**Description of the task**
Convert the stretch of records below, from the first line through the line containing "[[472, 625]]", into a Markdown table with a Row column numbering each line and a Line column giving the line itself, leaving out any blank lines.

[Location annotation dataset excerpts]
┏━━

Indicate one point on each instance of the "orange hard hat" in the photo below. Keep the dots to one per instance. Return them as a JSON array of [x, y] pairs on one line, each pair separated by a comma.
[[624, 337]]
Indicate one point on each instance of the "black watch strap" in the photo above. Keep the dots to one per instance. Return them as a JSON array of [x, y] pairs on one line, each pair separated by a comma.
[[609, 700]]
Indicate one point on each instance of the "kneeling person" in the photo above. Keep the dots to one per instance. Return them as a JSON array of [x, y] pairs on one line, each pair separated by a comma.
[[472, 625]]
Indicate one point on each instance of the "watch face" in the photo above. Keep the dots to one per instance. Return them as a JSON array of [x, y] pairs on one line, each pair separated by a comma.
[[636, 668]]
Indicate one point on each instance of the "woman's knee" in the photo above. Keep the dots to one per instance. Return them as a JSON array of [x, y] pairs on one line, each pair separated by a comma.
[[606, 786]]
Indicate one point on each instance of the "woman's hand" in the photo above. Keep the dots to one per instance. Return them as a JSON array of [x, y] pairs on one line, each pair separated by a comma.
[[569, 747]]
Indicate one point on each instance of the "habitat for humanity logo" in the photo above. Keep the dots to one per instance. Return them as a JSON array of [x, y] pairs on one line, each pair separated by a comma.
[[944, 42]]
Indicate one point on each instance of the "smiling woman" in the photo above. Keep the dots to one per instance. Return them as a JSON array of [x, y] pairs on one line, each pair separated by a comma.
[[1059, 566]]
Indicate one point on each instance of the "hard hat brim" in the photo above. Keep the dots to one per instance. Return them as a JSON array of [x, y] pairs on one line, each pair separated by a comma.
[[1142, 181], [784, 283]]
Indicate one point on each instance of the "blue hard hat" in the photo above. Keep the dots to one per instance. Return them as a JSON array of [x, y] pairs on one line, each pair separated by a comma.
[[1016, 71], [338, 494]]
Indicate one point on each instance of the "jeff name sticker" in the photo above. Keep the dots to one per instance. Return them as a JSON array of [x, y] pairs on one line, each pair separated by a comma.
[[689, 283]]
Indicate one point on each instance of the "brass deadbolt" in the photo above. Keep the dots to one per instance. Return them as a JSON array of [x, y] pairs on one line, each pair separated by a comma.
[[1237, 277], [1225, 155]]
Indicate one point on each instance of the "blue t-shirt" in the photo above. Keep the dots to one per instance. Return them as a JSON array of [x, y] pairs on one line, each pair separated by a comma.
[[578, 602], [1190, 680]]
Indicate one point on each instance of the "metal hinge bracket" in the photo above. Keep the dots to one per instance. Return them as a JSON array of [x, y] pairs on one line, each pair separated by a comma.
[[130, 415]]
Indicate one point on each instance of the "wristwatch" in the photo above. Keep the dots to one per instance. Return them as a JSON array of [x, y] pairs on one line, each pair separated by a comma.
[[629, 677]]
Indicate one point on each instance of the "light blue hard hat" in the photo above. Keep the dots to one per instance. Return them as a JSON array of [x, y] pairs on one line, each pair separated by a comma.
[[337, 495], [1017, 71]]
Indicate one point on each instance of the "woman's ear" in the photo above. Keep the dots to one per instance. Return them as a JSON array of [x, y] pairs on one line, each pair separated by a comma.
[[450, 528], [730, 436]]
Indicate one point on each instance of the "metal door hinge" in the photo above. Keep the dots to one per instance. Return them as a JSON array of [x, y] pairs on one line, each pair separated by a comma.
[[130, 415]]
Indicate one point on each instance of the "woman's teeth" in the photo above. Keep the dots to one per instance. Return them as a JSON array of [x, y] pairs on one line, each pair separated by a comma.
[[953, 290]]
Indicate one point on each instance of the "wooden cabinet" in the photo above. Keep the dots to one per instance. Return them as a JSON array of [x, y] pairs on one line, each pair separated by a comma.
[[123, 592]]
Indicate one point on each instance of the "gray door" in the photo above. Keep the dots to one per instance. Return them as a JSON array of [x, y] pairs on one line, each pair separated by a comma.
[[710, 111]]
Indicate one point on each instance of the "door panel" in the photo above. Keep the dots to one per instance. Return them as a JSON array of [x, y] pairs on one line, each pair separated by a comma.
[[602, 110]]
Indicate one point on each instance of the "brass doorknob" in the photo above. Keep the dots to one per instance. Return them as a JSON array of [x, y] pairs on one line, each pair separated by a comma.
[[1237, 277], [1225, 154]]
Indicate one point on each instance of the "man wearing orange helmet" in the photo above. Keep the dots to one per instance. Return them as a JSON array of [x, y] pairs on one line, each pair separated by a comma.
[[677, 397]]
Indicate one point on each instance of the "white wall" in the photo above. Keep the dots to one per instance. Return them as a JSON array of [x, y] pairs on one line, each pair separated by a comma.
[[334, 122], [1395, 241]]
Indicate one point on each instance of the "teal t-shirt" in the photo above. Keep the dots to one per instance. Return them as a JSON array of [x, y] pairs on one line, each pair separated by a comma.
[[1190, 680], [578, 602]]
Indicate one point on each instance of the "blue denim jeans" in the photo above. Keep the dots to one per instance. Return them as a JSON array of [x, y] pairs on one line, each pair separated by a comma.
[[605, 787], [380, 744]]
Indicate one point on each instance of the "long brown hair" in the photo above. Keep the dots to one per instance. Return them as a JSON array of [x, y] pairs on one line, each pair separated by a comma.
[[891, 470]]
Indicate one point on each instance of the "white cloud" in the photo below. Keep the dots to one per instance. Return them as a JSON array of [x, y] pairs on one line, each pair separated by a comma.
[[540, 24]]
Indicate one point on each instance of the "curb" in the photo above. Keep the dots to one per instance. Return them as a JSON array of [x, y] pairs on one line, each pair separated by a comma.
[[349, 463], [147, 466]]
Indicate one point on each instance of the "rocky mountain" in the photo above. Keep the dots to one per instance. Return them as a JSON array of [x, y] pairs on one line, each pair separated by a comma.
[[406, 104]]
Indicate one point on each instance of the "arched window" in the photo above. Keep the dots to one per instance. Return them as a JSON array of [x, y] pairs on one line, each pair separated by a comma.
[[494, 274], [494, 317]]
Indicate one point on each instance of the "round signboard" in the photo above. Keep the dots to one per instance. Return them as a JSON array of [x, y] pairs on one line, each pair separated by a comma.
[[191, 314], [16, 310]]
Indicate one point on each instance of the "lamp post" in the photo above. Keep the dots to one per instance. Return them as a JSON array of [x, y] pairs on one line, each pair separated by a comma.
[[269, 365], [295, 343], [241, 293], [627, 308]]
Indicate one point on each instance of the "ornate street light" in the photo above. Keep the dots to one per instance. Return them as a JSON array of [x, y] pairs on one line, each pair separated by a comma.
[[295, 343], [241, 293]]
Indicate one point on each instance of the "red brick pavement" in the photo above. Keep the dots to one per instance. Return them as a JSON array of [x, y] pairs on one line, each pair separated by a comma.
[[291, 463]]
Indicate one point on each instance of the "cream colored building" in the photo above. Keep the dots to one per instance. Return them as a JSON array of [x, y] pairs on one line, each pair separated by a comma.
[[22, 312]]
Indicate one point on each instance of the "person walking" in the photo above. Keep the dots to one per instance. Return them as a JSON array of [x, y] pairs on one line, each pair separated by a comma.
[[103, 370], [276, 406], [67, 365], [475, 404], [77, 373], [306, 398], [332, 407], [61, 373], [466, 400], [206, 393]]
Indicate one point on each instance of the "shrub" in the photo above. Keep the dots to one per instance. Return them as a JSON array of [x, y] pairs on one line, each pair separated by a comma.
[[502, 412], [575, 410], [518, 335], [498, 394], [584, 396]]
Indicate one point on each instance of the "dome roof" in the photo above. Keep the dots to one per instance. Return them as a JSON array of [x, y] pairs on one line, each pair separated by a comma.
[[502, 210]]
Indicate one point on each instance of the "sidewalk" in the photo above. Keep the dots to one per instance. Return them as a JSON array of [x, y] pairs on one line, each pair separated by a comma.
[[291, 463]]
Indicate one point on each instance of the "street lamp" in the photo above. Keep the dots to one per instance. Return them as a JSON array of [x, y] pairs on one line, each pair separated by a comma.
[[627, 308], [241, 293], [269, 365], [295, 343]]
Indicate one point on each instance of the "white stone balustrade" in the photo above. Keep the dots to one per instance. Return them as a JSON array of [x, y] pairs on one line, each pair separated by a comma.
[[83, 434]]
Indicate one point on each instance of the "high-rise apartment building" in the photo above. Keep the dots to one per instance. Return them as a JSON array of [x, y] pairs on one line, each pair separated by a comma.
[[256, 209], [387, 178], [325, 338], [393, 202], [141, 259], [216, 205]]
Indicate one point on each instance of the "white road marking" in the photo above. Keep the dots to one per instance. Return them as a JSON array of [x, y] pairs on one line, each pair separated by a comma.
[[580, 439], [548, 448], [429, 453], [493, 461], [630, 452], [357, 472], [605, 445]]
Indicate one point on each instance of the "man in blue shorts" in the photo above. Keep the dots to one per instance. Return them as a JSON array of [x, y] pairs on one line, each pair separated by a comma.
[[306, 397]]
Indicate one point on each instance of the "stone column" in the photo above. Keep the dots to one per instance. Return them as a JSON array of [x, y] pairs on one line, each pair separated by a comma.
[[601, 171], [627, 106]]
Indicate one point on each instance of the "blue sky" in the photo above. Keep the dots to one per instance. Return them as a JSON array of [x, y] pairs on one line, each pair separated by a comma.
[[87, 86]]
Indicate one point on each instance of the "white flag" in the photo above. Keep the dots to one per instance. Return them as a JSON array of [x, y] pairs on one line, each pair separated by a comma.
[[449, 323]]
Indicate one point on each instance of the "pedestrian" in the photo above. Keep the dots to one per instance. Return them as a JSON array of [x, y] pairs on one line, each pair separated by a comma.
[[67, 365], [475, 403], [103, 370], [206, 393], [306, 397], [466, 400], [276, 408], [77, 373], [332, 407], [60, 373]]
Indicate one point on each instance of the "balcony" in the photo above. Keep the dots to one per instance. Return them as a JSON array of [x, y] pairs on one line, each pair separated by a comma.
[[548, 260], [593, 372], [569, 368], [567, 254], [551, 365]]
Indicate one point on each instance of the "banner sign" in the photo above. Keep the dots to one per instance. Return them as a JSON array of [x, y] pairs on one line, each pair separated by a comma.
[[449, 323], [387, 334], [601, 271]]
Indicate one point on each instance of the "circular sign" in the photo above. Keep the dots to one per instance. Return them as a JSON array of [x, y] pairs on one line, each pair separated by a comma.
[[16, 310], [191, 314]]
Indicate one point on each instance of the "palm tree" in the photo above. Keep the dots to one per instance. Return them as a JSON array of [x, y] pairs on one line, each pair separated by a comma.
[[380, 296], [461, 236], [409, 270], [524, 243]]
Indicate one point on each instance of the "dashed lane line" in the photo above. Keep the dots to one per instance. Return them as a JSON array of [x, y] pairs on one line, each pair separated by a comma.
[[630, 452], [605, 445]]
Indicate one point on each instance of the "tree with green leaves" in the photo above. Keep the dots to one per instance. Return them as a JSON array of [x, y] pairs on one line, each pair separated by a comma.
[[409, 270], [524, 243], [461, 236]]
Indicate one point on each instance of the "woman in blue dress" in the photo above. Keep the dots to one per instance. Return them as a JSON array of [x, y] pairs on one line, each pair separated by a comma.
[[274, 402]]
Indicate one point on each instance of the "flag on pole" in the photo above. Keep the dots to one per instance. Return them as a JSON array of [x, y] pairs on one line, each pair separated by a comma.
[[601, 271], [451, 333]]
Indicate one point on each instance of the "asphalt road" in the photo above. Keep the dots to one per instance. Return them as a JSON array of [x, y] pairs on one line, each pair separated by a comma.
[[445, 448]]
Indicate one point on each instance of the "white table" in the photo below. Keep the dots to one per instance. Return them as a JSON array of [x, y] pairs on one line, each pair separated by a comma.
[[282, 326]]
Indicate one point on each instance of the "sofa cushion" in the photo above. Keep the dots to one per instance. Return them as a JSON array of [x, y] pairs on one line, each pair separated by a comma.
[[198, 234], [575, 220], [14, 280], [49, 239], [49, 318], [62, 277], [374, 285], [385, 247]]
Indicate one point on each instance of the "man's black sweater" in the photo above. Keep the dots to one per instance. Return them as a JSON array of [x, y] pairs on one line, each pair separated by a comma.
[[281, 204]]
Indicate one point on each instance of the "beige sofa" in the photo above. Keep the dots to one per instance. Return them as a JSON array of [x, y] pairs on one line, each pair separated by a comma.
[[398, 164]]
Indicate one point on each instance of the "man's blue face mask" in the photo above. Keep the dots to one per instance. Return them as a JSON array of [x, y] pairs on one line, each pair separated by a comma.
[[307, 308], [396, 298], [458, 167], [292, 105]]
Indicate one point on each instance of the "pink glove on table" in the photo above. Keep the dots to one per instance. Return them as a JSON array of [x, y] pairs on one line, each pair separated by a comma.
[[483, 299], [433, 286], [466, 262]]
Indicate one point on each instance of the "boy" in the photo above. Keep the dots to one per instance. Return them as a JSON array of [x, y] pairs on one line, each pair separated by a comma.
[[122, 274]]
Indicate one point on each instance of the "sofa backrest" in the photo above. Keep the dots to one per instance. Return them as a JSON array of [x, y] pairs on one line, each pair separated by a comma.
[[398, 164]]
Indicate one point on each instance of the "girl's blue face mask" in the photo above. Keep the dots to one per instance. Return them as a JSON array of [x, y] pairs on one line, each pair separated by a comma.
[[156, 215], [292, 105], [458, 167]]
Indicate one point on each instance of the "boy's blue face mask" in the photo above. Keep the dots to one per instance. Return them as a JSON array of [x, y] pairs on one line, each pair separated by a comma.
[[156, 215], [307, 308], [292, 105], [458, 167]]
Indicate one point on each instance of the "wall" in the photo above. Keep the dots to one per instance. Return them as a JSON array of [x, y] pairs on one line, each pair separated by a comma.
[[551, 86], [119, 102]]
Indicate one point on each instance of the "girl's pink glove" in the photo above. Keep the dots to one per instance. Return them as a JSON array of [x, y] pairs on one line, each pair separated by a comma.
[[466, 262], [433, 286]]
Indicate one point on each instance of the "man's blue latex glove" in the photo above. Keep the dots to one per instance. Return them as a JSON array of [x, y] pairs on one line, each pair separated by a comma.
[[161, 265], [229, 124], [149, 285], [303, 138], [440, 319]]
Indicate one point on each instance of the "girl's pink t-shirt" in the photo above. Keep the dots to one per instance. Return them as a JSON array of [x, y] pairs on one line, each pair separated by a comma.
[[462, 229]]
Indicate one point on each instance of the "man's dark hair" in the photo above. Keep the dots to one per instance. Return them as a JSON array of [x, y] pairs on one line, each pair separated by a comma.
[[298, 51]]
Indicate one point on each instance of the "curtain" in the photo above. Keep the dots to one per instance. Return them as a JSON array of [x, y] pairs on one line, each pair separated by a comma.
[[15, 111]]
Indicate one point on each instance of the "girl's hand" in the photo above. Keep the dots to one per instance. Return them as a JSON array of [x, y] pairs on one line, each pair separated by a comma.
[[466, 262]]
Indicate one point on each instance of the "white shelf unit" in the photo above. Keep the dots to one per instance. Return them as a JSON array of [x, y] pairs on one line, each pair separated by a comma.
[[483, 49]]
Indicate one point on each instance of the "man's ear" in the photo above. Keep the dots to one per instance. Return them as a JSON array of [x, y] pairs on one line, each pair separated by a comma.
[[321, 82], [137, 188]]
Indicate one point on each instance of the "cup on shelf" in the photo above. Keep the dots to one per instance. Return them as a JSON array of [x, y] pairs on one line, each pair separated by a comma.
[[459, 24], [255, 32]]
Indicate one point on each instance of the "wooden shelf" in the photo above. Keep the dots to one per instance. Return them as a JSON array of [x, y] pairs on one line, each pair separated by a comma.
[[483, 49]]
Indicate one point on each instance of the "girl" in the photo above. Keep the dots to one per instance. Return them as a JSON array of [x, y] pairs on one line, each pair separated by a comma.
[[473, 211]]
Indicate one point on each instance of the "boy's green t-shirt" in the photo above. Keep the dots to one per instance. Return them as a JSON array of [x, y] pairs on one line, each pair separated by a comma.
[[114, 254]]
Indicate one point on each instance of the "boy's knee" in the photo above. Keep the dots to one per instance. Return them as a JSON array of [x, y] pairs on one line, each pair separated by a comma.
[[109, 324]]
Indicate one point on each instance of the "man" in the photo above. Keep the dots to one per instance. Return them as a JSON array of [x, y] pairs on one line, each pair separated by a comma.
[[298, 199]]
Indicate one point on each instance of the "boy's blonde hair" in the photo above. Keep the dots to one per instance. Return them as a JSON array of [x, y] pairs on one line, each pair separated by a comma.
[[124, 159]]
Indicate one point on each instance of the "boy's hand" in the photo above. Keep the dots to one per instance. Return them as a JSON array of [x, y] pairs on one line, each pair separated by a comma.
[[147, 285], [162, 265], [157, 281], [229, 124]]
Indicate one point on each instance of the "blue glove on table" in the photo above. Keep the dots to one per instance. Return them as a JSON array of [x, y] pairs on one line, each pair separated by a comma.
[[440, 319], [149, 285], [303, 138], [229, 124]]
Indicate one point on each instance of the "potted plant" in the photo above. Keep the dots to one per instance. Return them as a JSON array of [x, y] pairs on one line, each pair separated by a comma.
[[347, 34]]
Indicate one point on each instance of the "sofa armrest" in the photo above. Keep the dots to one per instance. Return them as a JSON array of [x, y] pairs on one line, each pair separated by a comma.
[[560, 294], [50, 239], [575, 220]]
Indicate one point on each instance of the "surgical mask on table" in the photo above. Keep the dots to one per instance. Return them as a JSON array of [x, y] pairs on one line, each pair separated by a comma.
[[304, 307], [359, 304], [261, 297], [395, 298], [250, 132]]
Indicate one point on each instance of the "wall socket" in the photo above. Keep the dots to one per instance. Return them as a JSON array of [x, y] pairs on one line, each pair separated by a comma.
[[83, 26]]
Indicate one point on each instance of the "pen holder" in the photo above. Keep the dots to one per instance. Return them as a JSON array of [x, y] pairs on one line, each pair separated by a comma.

┗━━

**Result**
| Row | Line |
|---|---|
| 1 | Indicate one point on each instance of the "orange hard hat" in the photo below. Keep the dots to one per instance. Return them as a JSON array of [x, y] pairs on one line, each pair separated by a comma. |
| 2 | [[624, 337]] |
| 3 | Indicate one point on each instance of the "black watch strap" in the photo above. Keep the dots to one per instance. Return them as a JSON array of [x, y] pairs on one line, each pair separated by a comma. |
| 4 | [[609, 700]] |
| 5 | Indicate one point on each instance of the "kneeling person" in the photo above. Keep the dots to one per instance. Return them as a JSON array of [x, y] pairs on one line, each pair separated by a comma. |
| 6 | [[472, 625]] |